> [DO THIS] Retype the lines below exactly, leaving the pictures out of your answer.

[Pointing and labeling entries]
....
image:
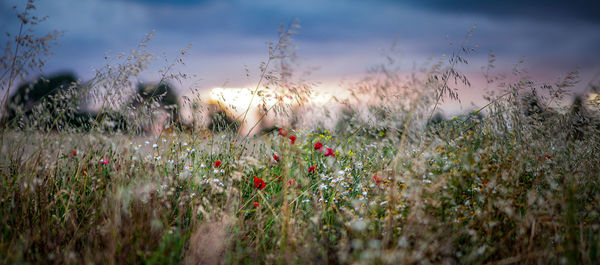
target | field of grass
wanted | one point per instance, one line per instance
(386, 182)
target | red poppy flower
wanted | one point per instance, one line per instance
(259, 183)
(329, 152)
(282, 132)
(318, 146)
(377, 179)
(104, 161)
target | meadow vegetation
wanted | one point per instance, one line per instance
(387, 182)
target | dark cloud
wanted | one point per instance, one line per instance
(582, 10)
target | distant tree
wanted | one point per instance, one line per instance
(161, 93)
(30, 94)
(581, 120)
(220, 119)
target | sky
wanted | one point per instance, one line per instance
(341, 39)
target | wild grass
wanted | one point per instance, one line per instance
(514, 182)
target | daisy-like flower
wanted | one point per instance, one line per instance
(318, 146)
(329, 152)
(259, 183)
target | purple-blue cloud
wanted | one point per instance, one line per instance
(342, 37)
....
> [SOLUTION TO THIS PROBLEM]
image:
target | field of grass
wanted | one point per instance, one line per instance
(386, 182)
target | red poppy flower
wanted | one point per instance, one line per instance
(259, 183)
(329, 152)
(282, 132)
(318, 146)
(377, 179)
(104, 161)
target | meadow vegetation
wanted | one point per instance, one line per instance
(387, 182)
target | dark cloud
wanted | one point per instance, one line per instance
(582, 10)
target | distant tree
wanted | one point per instance, one line per instance
(161, 93)
(30, 94)
(581, 120)
(220, 119)
target | sky
wanted | one point per instance, one line per instance
(341, 39)
target | wild grass
wanted | one point per instance, one line per instance
(514, 182)
target | daisy-like flower
wanted | one point per instance, one line per instance
(318, 146)
(329, 152)
(259, 183)
target | purple-blue cloud
wanted | one point per instance, one line per instance
(342, 37)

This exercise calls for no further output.